Text shown:
- - -

[Mesa-dev] [PATCH] radv: apply the indexing workaround for atomic buffer operations on GFX9

Samuel Pitoiset samuel.pitoiset at gmail.com
Wed May 8 08:56:18 UTC 2019


Err no, my mistake.

I will write a backport.

On 5/8/19 10:54 AM, Samuel Pitoiset wrote:
> You mean 19.1?
>
> On 5/7/19 8:29 PM, Dylan Baker wrote:
>> Hi Samuel,
>>
>> This doesn't apply cleanly on 19.0, and I'm not sure how to resolve 
>> the diff.
>> Could you provide a packport please?
>>
>> Thanks,
>> Dylan
>>
>> Quoting Samuel Pitoiset (2019-05-03 02:45:34)
>>> Because the new raw/struct intrinsics are buggy with LLVM 8
>>> (they weren't marked as source of divergence), we fallback to the
>>> old instrinsics for atomic buffer operations. This means we need
>>> to apply the indexing workaround for GFX9.
>>>
>>> The fact that we need another workaround is painful but we should
>>> be able to clean up that a bit once LLVM 7 support will be dropped.
>>>
>>> This fixes a GPU hang with AC Odyssey and some rendering problems
>>> with Nioh.
>>>
>>> Bugzilla: https://bugs.freedesktop.org/show_bug.cgi?id=110573
>>> Fixes: 31164cf5f70 ("ac/nir: only use the new raw/struct image 
>>> atomic intrinsics with LLVM 9+")

- - -

Written task A:
Gather every row below that contains the string "pillow", copying each such row verbatim.

Supplied data:

- - -

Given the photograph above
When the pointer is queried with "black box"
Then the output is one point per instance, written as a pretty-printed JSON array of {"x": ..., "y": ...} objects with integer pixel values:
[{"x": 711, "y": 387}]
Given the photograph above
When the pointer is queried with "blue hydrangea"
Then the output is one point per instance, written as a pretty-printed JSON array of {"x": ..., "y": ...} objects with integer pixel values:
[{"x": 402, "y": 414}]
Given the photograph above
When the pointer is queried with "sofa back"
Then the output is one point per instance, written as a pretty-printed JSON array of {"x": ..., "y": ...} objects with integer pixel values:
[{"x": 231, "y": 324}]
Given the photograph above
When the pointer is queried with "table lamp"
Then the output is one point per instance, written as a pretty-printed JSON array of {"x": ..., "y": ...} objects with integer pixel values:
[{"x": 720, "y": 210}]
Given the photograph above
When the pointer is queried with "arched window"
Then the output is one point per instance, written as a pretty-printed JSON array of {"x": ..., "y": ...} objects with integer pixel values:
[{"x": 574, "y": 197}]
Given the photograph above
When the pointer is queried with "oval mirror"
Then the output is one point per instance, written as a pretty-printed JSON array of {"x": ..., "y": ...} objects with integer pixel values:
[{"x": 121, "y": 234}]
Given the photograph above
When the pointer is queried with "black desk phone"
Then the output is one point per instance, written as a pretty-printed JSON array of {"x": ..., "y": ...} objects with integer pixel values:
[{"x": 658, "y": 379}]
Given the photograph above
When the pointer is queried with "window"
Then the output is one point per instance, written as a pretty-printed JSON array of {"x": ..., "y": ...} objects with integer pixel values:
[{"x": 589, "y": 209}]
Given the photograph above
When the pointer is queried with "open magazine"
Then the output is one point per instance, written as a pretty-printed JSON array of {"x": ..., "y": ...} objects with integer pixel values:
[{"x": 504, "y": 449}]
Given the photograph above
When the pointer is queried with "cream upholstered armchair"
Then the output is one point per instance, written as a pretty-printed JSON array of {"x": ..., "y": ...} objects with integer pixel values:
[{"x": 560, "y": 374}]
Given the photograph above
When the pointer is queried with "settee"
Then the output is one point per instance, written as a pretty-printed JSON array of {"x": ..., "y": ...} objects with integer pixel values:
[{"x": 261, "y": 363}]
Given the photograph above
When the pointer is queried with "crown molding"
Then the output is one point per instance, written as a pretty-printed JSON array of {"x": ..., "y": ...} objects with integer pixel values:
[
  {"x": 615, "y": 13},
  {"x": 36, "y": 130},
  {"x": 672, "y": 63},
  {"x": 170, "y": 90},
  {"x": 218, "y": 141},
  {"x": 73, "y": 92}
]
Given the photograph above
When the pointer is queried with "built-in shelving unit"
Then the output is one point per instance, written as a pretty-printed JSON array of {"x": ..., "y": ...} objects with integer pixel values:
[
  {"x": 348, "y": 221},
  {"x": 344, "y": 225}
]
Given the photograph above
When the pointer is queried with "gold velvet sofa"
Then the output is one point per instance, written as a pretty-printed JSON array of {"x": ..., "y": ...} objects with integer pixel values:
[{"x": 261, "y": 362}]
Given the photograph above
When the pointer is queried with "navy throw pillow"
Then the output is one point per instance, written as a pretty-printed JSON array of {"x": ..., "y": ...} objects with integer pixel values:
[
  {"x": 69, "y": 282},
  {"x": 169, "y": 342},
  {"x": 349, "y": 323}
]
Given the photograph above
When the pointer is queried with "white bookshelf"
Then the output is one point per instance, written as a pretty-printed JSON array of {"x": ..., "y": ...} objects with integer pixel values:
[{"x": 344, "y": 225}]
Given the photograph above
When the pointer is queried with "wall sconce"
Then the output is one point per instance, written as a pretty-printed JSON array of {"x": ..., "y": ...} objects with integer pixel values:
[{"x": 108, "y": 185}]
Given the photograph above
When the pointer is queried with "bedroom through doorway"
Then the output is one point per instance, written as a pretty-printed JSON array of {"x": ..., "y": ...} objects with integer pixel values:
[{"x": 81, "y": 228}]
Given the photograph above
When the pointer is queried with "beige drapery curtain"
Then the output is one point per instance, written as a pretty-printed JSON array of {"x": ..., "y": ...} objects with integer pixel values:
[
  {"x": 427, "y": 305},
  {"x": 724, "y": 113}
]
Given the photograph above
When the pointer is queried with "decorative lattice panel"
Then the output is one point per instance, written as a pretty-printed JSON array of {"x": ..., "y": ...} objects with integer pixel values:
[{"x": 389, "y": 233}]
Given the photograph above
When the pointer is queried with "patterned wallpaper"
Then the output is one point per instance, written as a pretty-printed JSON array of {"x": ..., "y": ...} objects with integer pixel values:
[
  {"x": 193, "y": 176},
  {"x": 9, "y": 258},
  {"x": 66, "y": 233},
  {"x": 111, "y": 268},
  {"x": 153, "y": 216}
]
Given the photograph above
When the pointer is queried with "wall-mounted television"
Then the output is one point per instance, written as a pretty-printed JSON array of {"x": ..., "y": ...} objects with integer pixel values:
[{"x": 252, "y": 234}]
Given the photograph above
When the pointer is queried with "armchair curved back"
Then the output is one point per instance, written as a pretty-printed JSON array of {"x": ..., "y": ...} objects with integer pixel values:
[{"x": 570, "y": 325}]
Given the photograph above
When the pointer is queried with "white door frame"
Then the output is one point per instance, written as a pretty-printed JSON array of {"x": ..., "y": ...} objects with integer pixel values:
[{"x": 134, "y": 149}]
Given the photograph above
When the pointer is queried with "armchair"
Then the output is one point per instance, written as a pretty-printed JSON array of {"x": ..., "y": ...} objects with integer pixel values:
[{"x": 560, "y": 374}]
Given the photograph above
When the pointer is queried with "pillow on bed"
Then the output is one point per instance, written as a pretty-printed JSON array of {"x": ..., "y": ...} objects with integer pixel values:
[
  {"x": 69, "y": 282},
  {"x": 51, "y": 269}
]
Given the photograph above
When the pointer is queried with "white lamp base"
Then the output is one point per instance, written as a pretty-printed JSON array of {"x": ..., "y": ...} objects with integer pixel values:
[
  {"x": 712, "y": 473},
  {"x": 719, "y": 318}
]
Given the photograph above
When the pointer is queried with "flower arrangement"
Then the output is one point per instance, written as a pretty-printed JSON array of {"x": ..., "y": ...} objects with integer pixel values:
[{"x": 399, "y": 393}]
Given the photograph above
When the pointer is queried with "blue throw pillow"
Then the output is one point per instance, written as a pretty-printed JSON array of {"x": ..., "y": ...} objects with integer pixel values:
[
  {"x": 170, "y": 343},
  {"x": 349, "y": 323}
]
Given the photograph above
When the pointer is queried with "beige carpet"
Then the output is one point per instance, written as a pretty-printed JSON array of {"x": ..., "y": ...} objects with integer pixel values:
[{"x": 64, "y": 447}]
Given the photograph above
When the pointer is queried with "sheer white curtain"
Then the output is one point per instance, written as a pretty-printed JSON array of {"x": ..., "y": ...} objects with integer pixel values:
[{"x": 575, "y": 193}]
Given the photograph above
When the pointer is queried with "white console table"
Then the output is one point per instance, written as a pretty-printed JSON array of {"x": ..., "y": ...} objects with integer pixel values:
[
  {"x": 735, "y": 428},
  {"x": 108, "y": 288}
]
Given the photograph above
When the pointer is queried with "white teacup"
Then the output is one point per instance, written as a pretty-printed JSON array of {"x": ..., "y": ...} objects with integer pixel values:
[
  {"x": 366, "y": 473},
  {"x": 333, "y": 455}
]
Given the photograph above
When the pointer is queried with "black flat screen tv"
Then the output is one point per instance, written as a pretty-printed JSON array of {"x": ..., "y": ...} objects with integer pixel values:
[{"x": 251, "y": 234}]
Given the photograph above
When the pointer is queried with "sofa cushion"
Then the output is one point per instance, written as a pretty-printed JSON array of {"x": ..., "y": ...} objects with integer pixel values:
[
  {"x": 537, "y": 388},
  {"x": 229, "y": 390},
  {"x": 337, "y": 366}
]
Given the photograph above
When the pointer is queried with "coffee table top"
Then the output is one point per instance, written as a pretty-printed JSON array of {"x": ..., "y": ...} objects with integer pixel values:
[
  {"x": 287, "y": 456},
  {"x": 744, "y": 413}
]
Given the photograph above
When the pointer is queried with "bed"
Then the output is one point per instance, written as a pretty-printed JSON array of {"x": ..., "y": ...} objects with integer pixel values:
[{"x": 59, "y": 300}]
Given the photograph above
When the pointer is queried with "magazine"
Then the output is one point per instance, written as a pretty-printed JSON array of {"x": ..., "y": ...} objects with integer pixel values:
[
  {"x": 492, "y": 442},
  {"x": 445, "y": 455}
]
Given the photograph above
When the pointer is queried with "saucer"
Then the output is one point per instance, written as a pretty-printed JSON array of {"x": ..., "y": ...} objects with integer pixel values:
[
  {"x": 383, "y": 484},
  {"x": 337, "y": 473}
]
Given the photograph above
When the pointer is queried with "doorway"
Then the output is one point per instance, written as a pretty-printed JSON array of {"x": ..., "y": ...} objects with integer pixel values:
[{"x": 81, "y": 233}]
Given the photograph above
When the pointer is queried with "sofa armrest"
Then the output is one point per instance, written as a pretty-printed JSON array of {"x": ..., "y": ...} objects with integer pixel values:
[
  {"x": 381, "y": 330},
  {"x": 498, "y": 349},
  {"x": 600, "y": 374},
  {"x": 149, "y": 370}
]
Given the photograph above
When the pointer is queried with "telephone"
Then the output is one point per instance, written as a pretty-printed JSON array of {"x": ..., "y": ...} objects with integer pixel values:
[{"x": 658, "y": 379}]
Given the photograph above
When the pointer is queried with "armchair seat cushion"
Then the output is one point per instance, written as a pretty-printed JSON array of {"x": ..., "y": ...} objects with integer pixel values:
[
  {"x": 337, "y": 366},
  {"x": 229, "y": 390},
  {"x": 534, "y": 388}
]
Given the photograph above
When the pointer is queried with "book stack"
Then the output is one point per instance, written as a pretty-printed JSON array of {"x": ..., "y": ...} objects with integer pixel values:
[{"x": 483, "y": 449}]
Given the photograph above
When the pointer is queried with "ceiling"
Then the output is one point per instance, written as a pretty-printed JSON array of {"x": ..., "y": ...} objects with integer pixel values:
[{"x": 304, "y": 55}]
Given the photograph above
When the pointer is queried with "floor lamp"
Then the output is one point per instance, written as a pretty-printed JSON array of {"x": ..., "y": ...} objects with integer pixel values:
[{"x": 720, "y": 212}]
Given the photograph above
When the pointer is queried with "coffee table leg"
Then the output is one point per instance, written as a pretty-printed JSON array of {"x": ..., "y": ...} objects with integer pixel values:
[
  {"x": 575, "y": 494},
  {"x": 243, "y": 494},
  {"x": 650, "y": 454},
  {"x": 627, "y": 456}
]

- - -

Written task B:
Return, word for word, the passage of the radv patch thread above from "[Mesa-dev] [PATCH] radv: apply" up to and including "no, my mistake.".

Solution A:
When the pointer is queried with "navy throw pillow"
When the pointer is queried with "pillow on bed"
When the pointer is queried with "blue throw pillow"

Solution B:
[Mesa-dev] [PATCH] radv: apply the indexing workaround for atomic buffer operations on GFX9

Samuel Pitoiset samuel.pitoiset at gmail.com
Wed May 8 08:56:18 UTC 2019


Err no, my mistake.